▶ _Latihan A_:
Salin tanpa perubahan bagian teks tentang zona nyaman yang dibuka dengan kata-kata berisi "3. Senjata pertama" dan ditutup dengan "kelak kuat sayapnya.".
▶ _Latihan B_:
Menurut teks tentang zona nyaman, apa senjata pertama yang disebutkan?

▶ _Teks Bacaan_:
┌────────
Namun catatan terpenting adalah, sebelum memasukkan perintah itu pada “computer” otak kita, maka redefiniskan dulu zona nyaman itu sendiri. Agar hasilnya tidak keliru nantinya. Menurut banyak buku, zona nyaman adalah zona ketika misalnya kita masih jauh dari ujian sekolah, atau ketika gaji kita mengalir tiap bulan, atau hal-hal lainnya yang memanjakan kita untuk giat bertindak.
Maka redefinisi itu haruslah bisa mengubah pola pikir kita tentang pengertian zona nyaman yang baru, misalnya, zona nyaman adalah ketika kita memiliki kebebasan waktu penuh untuk mengekspresikan apa saja, zona nyaman adalah ketika kita sudah mendekati kenaikan kelas yang ditandai dengan segera berlangsungnya ujian.
Mendefinisikan ulang pengertian ‘zona nyaman’ merupakan bagian dari kita kita agar bisa sukses menjalani proses dengan menikmatinya, bukan mengeluhkannya. Misalnya bagi sang kepompong, zona nyaman yang tadinya dia artikan sebagai saat dimana dia sebagai ulat bisa berjalan-jalan bebas, bertemu teman-teman ulat diredefinisi menjadi zona nyaman adalah saat ketika dia menyepi di dalam selongsong kepompong dan mempersiapkan segala sesuatu yang dibutuhkan untuk menjadi seekor kupu-kupu.
3. Senjata pertama : fleksibel
Perjalanan hidup kita, bila ingin maju maka tak akan bisa terlepas dari proses. Proses kesuksesan mungkin bisa digambarkan dalam bentuk grafik naik-turun yang tidak menentu. Disinilah kepemimpinan kita dilatih sebagaimana sayap bakal calon kupu-kupu dilatih untuk membuka selongsong kepomong agar kelak kuat sayapnya.
└────────
▶ _Data Tersimpan_:
┌────────
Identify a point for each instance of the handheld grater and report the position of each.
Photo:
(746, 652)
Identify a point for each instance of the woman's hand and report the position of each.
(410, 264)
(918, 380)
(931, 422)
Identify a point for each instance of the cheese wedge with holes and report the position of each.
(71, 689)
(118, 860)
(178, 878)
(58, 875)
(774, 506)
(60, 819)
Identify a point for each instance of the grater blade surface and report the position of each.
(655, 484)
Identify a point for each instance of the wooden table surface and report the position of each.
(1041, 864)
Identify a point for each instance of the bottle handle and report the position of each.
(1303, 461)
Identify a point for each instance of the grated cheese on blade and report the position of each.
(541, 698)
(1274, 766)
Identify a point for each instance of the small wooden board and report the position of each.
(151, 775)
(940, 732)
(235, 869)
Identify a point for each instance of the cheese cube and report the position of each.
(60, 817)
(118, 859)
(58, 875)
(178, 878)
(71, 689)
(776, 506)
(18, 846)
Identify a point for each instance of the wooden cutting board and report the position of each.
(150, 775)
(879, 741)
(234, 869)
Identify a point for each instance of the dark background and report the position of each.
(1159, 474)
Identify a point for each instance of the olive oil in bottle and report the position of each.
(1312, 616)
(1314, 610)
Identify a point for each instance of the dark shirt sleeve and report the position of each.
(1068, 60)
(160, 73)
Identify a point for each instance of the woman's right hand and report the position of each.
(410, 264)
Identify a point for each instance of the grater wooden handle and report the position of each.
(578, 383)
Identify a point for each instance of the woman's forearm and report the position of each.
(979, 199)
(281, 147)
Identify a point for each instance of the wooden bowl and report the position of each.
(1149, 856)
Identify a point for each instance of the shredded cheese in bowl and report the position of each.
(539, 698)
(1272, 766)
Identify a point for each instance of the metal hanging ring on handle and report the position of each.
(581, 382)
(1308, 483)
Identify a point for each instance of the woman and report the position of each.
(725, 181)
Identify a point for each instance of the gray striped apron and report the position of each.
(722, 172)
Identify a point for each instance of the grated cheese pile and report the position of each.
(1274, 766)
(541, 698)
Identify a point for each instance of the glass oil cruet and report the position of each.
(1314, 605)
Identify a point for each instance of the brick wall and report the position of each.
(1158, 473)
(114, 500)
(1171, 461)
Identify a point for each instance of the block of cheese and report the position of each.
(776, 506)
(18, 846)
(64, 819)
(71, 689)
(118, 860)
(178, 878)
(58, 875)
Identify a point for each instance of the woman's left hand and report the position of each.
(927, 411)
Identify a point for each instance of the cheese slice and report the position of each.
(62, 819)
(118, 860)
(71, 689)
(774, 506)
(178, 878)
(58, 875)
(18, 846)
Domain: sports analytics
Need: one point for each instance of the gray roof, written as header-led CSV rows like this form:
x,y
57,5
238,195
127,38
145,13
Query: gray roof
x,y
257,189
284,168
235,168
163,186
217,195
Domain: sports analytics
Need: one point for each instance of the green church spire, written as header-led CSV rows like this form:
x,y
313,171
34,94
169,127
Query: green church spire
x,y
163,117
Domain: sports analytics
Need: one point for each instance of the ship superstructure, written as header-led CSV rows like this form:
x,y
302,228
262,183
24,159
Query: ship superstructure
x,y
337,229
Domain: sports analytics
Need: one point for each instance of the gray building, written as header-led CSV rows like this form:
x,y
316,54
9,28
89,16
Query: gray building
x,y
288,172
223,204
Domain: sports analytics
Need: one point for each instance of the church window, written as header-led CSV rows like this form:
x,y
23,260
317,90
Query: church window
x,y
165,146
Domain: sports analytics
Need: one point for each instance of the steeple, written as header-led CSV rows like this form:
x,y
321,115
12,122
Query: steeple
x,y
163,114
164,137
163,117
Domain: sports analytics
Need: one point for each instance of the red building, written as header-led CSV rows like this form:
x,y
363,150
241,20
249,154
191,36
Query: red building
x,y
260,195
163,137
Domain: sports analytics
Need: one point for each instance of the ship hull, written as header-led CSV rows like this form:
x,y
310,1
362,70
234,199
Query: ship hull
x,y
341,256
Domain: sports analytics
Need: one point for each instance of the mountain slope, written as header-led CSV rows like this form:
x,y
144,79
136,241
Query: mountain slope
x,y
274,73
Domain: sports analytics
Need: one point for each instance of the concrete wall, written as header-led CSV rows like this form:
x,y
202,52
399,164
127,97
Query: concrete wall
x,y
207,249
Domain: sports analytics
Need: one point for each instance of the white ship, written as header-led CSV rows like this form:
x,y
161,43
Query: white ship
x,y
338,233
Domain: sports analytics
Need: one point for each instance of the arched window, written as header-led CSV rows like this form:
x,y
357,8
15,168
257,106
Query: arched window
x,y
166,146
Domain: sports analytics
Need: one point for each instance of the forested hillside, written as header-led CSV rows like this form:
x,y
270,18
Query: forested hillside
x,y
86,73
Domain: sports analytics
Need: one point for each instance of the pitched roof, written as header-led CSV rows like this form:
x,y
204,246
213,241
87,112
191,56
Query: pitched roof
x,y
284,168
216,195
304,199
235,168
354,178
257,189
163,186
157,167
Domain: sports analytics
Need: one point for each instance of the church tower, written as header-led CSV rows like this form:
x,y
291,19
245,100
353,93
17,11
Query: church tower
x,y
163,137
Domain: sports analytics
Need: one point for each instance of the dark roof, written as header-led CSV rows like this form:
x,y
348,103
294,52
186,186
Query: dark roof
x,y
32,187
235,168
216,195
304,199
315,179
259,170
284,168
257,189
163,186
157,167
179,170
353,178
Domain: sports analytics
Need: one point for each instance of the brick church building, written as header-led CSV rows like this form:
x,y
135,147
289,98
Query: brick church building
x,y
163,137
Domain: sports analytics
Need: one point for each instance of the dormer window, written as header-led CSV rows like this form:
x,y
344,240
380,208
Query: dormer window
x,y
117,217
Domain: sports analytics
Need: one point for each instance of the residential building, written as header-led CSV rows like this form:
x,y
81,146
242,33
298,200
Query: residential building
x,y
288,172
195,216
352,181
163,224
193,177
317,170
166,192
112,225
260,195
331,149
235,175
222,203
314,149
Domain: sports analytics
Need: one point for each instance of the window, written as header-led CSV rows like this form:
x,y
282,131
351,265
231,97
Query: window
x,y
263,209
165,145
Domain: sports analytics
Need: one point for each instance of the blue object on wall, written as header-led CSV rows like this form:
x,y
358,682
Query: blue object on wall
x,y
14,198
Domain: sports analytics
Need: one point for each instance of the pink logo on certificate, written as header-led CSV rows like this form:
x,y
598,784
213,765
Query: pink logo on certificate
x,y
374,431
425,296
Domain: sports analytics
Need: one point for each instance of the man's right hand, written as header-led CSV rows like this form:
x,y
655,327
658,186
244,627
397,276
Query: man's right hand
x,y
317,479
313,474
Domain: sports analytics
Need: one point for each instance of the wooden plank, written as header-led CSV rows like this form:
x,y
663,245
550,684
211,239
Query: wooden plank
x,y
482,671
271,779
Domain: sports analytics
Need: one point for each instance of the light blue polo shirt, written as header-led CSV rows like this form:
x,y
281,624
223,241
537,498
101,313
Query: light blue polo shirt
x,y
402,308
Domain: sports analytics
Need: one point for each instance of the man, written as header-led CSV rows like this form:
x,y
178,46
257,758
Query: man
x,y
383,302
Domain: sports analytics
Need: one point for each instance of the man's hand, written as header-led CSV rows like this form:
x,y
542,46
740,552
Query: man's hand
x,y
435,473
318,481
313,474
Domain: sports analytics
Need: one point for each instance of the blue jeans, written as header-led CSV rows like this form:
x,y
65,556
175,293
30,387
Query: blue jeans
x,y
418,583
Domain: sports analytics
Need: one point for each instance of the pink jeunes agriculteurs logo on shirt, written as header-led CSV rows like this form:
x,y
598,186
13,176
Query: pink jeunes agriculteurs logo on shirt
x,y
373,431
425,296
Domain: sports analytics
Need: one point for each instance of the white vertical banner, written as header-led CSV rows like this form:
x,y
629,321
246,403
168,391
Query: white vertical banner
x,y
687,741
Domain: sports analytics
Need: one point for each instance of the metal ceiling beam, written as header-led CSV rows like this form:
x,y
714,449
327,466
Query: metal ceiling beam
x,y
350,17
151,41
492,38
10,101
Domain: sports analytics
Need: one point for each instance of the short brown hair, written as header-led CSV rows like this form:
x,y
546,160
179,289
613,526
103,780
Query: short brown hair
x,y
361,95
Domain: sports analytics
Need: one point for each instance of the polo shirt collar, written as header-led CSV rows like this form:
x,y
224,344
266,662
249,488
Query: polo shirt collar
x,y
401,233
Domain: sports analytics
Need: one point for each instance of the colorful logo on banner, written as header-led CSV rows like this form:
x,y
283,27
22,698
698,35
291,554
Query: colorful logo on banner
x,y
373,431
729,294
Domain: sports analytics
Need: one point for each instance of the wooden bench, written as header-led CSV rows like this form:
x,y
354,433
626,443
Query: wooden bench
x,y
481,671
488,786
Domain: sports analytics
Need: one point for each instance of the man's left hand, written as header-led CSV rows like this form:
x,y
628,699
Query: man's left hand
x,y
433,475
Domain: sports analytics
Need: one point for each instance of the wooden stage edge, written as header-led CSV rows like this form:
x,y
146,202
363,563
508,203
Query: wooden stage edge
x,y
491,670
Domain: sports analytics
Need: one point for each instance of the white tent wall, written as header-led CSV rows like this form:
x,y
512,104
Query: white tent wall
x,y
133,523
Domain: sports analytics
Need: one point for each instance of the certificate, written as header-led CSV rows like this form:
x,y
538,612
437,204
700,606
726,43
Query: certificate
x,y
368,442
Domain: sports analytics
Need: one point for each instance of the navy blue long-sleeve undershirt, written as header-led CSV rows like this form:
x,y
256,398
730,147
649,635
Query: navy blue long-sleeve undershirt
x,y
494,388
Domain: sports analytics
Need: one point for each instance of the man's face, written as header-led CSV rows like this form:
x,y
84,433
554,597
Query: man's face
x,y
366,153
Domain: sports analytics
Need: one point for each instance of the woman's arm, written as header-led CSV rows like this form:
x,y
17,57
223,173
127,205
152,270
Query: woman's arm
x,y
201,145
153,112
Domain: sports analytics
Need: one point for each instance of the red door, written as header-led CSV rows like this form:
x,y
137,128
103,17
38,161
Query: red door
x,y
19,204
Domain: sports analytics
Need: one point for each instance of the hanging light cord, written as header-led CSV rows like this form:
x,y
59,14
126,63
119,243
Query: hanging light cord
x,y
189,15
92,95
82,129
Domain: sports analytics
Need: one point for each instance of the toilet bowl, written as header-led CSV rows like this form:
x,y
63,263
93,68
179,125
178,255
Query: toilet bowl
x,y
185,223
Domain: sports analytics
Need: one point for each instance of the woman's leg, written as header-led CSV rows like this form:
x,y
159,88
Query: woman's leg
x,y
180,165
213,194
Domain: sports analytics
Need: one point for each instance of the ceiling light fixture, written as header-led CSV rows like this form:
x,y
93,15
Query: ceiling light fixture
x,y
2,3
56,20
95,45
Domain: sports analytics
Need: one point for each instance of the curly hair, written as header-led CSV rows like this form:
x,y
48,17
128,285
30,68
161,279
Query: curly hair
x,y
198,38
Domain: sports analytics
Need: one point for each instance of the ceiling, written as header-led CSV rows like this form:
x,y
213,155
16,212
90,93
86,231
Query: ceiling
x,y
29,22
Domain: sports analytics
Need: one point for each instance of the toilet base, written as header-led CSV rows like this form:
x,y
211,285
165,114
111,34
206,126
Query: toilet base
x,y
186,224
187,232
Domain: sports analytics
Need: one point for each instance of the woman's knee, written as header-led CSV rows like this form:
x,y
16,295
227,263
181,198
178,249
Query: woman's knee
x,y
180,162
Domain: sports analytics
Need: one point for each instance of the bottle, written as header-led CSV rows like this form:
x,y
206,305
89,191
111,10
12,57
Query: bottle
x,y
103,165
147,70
└────────
▶ _Hasil Tugas A_:
3. Senjata pertama : fleksibel
Perjalanan hidup kita, bila ingin maju maka tak akan bisa terlepas dari proses. Proses kesuksesan mungkin bisa digambarkan dalam bentuk grafik naik-turun yang tidak menentu. Disinilah kepemimpinan kita dilatih sebagaimana sayap bakal calon kupu-kupu dilatih untuk membuka selongsong kepomong agar kelak kuat sayapnya.

▶ _Hasil Tugas B_:
Senjata pertama adalah fleksibel.